# DOCUMENT EXCERPT

Category Archives: Text Mining

Getting Ads from PDFs

You may have noticed that I was able to put a pretty clean ZIP file of Arkansas ads into our private repository. As you know, we’ve had some difficulties copying and pasting text from the wonderful PDFs posted by the Documenting Runaway Slaves project: namely, copying and pasting from the PDF into a text file results in footnotes and page numbers being mixed in with the text. Funny things also happen when there are superscript characters. This makes it difficult for us to do the kinds of text mining and Named Entity Recognition that we’re most interested in. But in this post I’ll quickly share how I dealt with these difficulties.

The key first step was provided by this tutorial on using the Automator program bundled with most Mac computers to extract Rich Text from PDFs. The workflow I created looked like this:

Screen shot of Automator workflow

Screen shot of Automator workflow

Extracting the text as "Rich Text" was the key. Running this workflow put an RTF file on my desktop that I then opened in Microsoft Word, which (I must now grudgingly admit) has some very useful features for a job like this. When I opened the file, for example, I noticed that all of the footnote text was a certain font size. I then used Word’s find and replace formatted text function to find and eliminate all text of that font size.

# Object position labeling entries
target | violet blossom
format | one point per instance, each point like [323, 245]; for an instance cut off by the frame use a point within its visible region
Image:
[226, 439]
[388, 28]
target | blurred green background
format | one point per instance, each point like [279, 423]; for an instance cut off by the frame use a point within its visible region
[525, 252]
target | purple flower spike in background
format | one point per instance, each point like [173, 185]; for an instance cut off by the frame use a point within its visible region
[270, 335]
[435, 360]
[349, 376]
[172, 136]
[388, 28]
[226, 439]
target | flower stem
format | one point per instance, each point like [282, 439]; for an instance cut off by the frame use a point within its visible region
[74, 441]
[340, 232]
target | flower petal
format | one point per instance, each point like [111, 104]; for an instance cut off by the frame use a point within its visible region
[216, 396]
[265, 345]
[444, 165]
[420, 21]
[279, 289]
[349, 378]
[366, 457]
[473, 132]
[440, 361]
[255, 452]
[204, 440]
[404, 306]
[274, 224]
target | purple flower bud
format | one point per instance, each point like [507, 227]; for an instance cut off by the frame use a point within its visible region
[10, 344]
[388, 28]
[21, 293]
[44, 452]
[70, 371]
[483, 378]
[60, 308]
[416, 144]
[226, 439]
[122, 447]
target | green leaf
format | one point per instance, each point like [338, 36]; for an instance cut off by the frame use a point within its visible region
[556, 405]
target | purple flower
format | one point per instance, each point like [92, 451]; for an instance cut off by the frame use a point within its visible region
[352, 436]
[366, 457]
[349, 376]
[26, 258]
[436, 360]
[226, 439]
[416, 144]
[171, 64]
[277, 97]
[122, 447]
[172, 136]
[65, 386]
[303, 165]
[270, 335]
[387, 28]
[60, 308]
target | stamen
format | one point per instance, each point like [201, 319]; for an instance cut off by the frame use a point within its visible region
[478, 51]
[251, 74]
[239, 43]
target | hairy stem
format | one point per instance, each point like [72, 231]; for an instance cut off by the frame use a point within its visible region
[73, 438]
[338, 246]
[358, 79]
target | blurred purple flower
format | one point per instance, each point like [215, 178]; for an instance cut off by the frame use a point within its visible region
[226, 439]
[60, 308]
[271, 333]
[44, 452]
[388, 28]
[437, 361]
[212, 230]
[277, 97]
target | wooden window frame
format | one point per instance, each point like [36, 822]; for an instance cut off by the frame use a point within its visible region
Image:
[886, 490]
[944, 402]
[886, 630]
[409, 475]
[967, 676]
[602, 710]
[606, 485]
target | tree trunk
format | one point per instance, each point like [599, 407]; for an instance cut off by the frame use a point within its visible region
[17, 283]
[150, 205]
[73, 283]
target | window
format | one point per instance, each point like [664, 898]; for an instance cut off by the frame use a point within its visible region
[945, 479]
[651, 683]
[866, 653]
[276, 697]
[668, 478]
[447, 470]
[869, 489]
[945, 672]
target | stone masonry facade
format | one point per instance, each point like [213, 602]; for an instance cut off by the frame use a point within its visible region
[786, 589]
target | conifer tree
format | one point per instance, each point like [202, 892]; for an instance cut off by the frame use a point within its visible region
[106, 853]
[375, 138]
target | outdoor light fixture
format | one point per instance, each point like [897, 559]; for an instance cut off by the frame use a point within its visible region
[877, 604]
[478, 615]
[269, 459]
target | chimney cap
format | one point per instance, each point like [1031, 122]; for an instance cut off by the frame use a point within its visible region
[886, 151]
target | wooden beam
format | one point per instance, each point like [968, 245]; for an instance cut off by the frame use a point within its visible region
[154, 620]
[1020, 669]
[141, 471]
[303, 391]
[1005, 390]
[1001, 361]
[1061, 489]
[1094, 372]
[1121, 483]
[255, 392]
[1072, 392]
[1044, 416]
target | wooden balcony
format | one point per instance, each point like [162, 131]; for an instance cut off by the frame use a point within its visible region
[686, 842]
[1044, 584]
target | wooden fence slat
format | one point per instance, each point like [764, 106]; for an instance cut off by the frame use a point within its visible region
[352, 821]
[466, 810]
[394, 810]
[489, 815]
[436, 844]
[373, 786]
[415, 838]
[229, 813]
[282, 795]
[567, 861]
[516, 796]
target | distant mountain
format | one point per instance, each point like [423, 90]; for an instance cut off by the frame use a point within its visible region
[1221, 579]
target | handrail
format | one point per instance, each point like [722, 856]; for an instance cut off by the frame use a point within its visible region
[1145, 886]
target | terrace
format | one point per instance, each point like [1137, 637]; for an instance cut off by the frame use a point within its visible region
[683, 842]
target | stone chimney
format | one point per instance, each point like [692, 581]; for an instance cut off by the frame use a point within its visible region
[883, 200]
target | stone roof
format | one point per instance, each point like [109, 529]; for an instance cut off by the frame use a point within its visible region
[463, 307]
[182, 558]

# WHAT THE TASK REQUIRES
List every kind of file format that the post on getting ads from PDFs mentions.

# FULL RESPONSE
- ZIP
- PDF
- Text file
- RTF (Rich Text)